PROBLEM TO WORK ON:
Reproduce the records exactly. Leave the pictures out.

SOURCE INFORMATION:
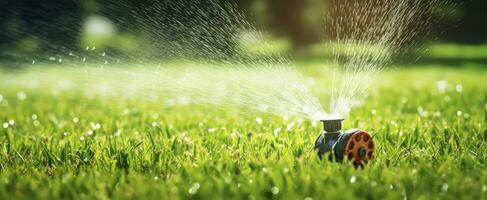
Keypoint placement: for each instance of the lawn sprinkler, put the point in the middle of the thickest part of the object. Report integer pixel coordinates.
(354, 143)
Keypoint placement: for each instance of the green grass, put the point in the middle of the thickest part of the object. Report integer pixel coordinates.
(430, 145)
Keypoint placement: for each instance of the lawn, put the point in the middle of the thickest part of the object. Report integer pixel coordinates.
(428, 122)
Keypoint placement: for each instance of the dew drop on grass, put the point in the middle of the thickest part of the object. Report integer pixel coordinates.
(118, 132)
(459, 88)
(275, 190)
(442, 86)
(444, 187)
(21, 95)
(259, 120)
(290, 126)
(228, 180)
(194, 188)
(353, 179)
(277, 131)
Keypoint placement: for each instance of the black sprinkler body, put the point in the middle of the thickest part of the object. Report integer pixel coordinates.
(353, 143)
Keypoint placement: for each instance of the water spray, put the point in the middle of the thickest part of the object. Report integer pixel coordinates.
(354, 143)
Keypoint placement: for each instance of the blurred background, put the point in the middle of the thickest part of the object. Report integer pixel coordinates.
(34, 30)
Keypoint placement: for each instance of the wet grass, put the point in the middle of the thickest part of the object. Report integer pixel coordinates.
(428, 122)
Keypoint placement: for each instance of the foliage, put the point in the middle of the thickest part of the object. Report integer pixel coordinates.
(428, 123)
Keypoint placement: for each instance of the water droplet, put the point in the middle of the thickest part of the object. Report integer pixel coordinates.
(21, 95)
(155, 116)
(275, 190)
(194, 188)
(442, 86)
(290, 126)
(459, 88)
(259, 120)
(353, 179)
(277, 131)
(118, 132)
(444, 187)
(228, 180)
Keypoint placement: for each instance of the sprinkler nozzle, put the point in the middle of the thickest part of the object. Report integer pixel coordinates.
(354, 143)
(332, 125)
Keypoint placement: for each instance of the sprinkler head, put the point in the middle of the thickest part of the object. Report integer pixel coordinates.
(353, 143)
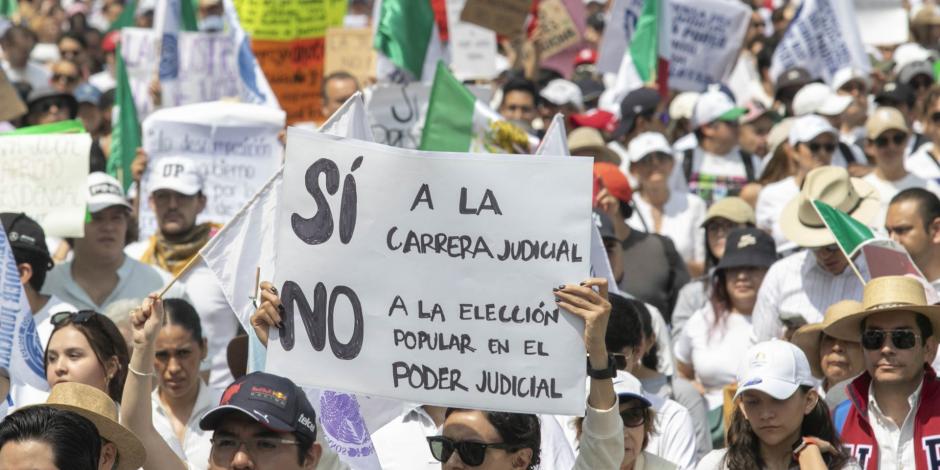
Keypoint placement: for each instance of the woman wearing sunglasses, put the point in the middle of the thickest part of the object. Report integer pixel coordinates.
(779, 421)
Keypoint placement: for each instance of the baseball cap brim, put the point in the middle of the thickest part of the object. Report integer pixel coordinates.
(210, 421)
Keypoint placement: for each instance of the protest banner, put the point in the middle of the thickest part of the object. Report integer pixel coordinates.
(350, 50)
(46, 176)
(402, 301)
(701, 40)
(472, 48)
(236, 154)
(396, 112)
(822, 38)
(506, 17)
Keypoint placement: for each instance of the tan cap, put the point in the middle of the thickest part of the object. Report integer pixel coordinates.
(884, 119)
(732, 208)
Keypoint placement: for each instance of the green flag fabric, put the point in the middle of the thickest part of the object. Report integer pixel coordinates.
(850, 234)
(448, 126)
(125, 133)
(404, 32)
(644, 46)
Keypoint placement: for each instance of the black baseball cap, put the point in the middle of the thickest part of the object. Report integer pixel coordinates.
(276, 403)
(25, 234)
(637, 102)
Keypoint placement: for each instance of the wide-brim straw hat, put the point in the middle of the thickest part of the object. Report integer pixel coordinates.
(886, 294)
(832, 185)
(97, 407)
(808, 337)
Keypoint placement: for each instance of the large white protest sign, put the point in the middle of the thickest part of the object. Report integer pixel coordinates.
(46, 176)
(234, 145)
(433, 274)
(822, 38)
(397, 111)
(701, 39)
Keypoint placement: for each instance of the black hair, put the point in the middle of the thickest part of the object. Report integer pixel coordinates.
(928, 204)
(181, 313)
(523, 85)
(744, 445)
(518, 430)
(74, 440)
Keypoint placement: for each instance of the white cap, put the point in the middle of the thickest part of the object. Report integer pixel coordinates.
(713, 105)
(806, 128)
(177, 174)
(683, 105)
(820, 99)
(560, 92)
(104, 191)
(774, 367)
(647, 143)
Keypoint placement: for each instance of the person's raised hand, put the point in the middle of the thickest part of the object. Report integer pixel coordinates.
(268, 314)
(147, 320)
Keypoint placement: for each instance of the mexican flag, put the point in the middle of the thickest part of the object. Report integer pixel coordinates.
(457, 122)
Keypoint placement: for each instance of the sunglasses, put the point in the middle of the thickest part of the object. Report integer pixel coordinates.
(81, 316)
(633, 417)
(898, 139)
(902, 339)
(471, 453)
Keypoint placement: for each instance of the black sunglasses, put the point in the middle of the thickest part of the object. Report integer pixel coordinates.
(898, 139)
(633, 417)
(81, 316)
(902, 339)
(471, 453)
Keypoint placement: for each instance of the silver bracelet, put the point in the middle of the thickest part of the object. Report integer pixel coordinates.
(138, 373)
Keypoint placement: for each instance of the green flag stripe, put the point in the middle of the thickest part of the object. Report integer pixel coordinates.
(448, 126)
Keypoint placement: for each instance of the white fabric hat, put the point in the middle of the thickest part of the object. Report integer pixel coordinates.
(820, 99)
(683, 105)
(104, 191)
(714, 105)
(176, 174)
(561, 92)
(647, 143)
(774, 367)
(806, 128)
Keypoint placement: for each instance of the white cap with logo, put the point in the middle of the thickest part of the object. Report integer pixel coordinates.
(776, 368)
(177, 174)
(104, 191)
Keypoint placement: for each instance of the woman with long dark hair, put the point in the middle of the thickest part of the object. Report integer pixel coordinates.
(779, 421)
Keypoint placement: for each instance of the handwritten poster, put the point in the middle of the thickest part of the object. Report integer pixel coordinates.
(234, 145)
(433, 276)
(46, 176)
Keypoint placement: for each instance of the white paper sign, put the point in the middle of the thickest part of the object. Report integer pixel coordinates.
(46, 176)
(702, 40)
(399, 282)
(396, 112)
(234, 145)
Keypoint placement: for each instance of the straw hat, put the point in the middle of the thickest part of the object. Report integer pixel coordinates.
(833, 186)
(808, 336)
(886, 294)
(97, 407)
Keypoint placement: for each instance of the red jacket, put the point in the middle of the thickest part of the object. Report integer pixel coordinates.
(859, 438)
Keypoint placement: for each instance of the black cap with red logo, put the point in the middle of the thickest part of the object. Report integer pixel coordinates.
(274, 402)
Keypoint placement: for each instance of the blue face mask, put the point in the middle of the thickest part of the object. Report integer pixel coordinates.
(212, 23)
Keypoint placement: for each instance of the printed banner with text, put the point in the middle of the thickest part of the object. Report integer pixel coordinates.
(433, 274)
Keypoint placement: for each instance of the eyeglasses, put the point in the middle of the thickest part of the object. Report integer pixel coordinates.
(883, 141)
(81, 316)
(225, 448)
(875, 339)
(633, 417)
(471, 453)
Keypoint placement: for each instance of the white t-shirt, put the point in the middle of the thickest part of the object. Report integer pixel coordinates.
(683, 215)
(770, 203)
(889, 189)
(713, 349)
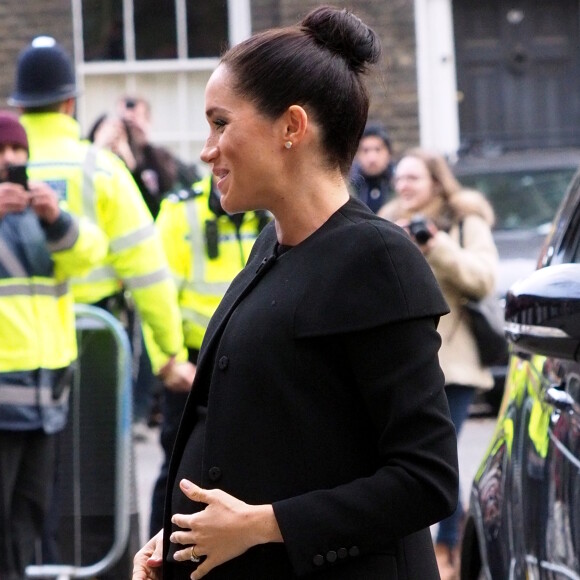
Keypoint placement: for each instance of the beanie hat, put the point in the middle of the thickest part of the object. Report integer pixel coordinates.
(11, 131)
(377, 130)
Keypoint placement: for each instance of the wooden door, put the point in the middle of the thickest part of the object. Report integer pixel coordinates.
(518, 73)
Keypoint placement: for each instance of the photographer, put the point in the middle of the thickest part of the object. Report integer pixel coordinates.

RESPONSE BOX:
Keypoint placement: for each instance of the lawn sprinkler, put the point in the middle of the thickest part of the object. Report integer pixel coordinates.
(354, 143)
Keypoint placement: for each instance of the green grass, put the point in the middle of the thickest part of the object. Report integer pixel coordinates.
(430, 145)
Keypoint placement: for each instance of the lawn, put the point in the middle of the thickest part of the object. Report integer pixel coordinates.
(428, 122)
Keypoint placement: for each instance of the dew drop on grass, put the point in the middle of the thickest part of the object. Report integer pixel coordinates.
(118, 132)
(459, 88)
(275, 190)
(442, 86)
(444, 187)
(21, 95)
(259, 120)
(290, 126)
(228, 180)
(194, 188)
(353, 179)
(277, 131)
Keypoint placement: for each instance of the black sprinkler body, put the point in the middle of the thickest part of the object. Report integer pixel coordinates.
(353, 143)
Keypoint placement: for each instance of the water spray, put the point in the middle of the thickest part of the object. Report integer pixel coordinates.
(354, 143)
Keypoint placement: for each instance of the blurred background, put the point in the middle of the thickest part of the object. Report integer pixel coordinates.
(34, 30)
Keypoint placement: for each instance of the wet grass, put the point in the middle of the thickest part of the object. Report integer pixel coordinates.
(428, 122)
Keypoint placement: for each instance of the foliage, put the point in the middle of the thickest part of the object. Report integer pixel coordinates.
(428, 123)
Keypoint placement: for each instance of the water droplet, put the point in the middle of the thickest part of the object. Report integer pixel coordinates.
(21, 95)
(155, 116)
(275, 190)
(194, 188)
(442, 86)
(290, 126)
(459, 88)
(259, 120)
(353, 179)
(277, 131)
(118, 132)
(444, 187)
(228, 180)
Keypoint placement: for each instance of the sprinkler nozzle, put the point in the middle of the thickest part of the object. Report integer pixel coordinates.
(354, 143)
(332, 125)
Keypoint placement: for each instance of the sprinkler head, put the point in the middle of the thickest part of the object. Report integer pixel coordinates.
(353, 143)
Keypoint placement: for each instance of the woman wearing sunglasses, put the point in the middle of the thickest part of the object. Report integer pixel coordinates.
(779, 421)
Keypoint placement: for each instance of the baseball cap brim, put the point in the middle of the thickest part of the object. Report integer pixel coordinates.
(210, 421)
Keypoint placement: for each instance of the protest banner, put the point in the middle of the thickest part of the object. Report integer pixel coordinates.
(350, 50)
(46, 176)
(402, 301)
(701, 40)
(472, 48)
(236, 154)
(396, 112)
(822, 38)
(506, 17)
Keypoint placement: for each instance of the tan cap, put the point in the middle of the thickest part of the object. Report integer pixel coordinates.
(884, 119)
(732, 208)
Keypoint placement: for each instance of the green flag fabric, put the point in the middle of the thickest part of the object. Report integer pixel coordinates.
(850, 234)
(448, 126)
(125, 133)
(404, 32)
(644, 46)
Keypoint placement: for each instance of the black baseball cap, put the point in the middle of the thickest part of the object. Report integer pixel coordinates.
(276, 403)
(25, 234)
(637, 102)
Keypoint placement: for each instance of the wide-brim straw hat, put the point in the middle of the thickest part of the object. Report integer pixel coordinates.
(886, 294)
(832, 185)
(97, 407)
(808, 337)
Keypoint placement: for each instance of the large white protest sign, put the point in the middle of the thickest part of the object. Report integer pixel coordinates.
(46, 176)
(234, 145)
(433, 274)
(822, 38)
(397, 111)
(701, 39)
Keypoint placement: for each instance of the black hair, put the point in the middle of the thickest part of the object. Report integer pixel coordinates.
(928, 204)
(181, 313)
(523, 85)
(744, 445)
(518, 430)
(74, 440)
Keypoint placement: for each instance of the white cap, put the point in the middle of the thickest part of the object. Report integer pixel coordinates.
(713, 105)
(806, 128)
(177, 174)
(683, 105)
(820, 99)
(560, 92)
(104, 191)
(774, 367)
(647, 143)
Keypoint placement: for each instance of the person's raised hand, put the point in the middle of the thickest part of the object. Report integer pixel coordinates.
(268, 314)
(147, 320)
Keypoint placement: for each instance of the mexican flag, put the point in the middle of the thickest part of the object. Report integer pixel coordinates.
(457, 122)
Keypoint placement: for each instance of the sunglasses, put the point in the middle of the thickest part of the object. Report integer pixel coordinates.
(81, 316)
(633, 417)
(898, 139)
(902, 339)
(471, 453)
Keypoint placement: for each instance of the black sunglasses, put the point in the middle of the thickest part of the object. Report integer pixel coordinates.
(898, 139)
(633, 417)
(81, 316)
(902, 339)
(471, 453)
Keypoint placement: for each instance of the silver bracelet, put the point in the middle of the thickest part of the object. Report integer pixel coordinates.
(138, 373)
Keypoint placement: for each instance of the green flag stripe, put the point in the middle of the thickest part of the object. Report integer pixel coordinates.
(448, 126)
Keypoint placement: for each instance of the white fabric hat, put the point in the middle of the thickest part of the object. Report integer pixel coordinates.
(820, 99)
(683, 105)
(104, 191)
(714, 105)
(176, 174)
(561, 92)
(647, 143)
(774, 367)
(806, 128)
Keypoint placement: for each instance of the white cap with logo, put the point in the middle of the thickest part of the object. Report integer pixel coordinates.
(776, 368)
(177, 174)
(104, 191)
Keypoint placement: for each instance of the woman with long dark hair, put the point in the middle of the thickest part of the object. Report integer pixel coordinates.
(779, 421)
Keypoint placement: for each instance of the handwritten poster, put the point in the middle of the thickest part of the object. Report integer pixel coordinates.
(234, 145)
(433, 276)
(46, 176)
Keypoint placement: for each instance of the white paper sign, put the point in the middle of the thickest part of the object. Report integer pixel coordinates.
(46, 176)
(702, 40)
(399, 282)
(396, 112)
(234, 145)
Keypoint placement: for each instance of the straw hat, put the point in the middle of the thickest part of the object. Report integer pixel coordinates.
(833, 186)
(808, 336)
(886, 294)
(97, 407)
Keypoint placement: for each instance of the red jacket, put the point in the middle of the thickest part of the object. Report integer pixel coordinates.
(859, 438)
Keypoint placement: for each instance of the black cap with red logo, put the point in the middle of the thickest part of the object. Report integer pixel coordinates.
(274, 402)
Keypoint placement: for each instance of the blue face mask, put the point in the middle of the thickest part of the object. Report integer pixel coordinates.
(212, 23)
Keypoint placement: for each instance of the printed banner with text, put the point in the middle of the thickest part of the object. Report integer pixel coordinates.
(433, 274)
Keypoint placement: for each instance of the eyeglasses, put the point in the middle of the thickest part of the object. Report integer pixel coordinates.
(883, 141)
(81, 316)
(225, 448)
(875, 339)
(633, 417)
(471, 453)
Keypoint placement: for each instance of the white t-shirt, put the point in the middle of the thickest part of the object. Report integer pixel coordinates.
(683, 215)
(770, 203)
(889, 189)
(713, 349)
Keypoint placement: for each instance of the beanie hat, put the point in the middle of the thickest part of the object. Report integer pixel coordinates.
(11, 131)
(377, 130)
Keypoint placement: for each instance of the wooden door, put the point in the middle of the thickest part of the object. Report integer pixel coordinates.
(518, 73)
Keypoint placement: for each instance of the photographer, put the point in the middle of the thickest part of the object. Report integer pixel coordinates.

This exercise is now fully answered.